§ Written exercise
Copy out the data below verbatim, starting with the line that contains "Find the gray" and going on through the line that contains "[(290, 122)]", with both of those lines included.

=== Extracted records ===

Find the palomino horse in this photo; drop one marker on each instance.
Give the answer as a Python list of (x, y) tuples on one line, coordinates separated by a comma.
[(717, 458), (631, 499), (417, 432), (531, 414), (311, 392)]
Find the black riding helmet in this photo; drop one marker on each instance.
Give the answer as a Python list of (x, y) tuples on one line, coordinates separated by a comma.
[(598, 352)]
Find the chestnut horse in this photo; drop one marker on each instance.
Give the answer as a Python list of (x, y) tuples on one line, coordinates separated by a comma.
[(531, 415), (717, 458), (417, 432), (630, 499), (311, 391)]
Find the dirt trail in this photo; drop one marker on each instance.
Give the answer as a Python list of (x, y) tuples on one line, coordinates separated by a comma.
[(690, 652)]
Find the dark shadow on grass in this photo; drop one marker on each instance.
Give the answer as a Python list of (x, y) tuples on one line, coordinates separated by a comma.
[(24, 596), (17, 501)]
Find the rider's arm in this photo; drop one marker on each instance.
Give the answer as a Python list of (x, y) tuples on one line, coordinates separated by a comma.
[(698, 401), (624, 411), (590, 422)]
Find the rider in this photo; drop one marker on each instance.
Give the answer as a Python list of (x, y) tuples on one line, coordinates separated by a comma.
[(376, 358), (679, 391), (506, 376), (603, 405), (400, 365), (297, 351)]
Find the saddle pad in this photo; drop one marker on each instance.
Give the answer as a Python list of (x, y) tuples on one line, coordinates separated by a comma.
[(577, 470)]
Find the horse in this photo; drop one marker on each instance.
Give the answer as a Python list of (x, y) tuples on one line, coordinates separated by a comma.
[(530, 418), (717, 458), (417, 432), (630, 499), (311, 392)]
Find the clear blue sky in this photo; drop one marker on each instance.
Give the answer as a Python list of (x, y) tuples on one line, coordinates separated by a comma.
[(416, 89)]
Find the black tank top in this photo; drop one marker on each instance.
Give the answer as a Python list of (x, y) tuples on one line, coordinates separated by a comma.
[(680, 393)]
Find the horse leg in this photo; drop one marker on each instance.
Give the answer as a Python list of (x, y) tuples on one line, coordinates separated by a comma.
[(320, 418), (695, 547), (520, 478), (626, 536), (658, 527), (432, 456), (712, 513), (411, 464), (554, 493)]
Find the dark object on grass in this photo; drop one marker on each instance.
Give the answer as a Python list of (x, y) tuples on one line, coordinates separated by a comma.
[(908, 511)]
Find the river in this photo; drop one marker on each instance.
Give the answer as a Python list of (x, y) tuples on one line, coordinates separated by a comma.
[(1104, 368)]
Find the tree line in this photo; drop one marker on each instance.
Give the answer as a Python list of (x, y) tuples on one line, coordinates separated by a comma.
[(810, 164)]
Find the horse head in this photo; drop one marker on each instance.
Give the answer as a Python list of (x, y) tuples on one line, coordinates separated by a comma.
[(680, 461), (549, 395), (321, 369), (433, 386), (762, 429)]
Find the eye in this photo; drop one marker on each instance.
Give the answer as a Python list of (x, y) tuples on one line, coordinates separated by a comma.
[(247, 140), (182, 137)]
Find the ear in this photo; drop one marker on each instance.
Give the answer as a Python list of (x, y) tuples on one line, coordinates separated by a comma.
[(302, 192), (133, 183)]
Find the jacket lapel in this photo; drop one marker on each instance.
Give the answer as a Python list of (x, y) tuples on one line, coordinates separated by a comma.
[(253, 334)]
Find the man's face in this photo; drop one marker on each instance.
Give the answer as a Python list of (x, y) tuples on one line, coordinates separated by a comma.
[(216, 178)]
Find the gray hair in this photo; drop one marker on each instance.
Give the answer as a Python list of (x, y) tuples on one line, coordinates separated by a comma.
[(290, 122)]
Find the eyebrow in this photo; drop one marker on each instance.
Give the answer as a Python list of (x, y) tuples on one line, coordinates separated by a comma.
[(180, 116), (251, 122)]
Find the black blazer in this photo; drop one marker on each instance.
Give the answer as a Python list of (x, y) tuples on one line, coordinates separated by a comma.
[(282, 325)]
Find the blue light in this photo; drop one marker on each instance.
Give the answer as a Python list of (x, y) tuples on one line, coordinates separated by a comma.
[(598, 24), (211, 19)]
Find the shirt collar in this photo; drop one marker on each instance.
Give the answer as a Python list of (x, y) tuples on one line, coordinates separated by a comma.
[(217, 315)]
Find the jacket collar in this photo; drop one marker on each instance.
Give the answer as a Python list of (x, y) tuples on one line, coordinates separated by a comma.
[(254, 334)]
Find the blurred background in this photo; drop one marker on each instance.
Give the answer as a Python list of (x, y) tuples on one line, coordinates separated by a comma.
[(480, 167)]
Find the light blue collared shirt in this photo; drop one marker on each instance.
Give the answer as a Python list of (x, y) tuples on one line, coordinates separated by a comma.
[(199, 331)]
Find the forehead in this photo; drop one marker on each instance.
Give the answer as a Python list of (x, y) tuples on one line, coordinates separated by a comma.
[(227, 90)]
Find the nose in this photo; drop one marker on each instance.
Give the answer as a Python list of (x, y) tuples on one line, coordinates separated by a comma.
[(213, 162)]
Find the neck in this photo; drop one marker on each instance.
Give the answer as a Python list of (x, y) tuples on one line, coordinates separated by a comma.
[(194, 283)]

===

§ The answer
Find the gray hair in this photo; drop one marker on each instance.
Give the answer as a Python list of (x, y) tuples on one line, coordinates separated by a comma.
[(290, 122)]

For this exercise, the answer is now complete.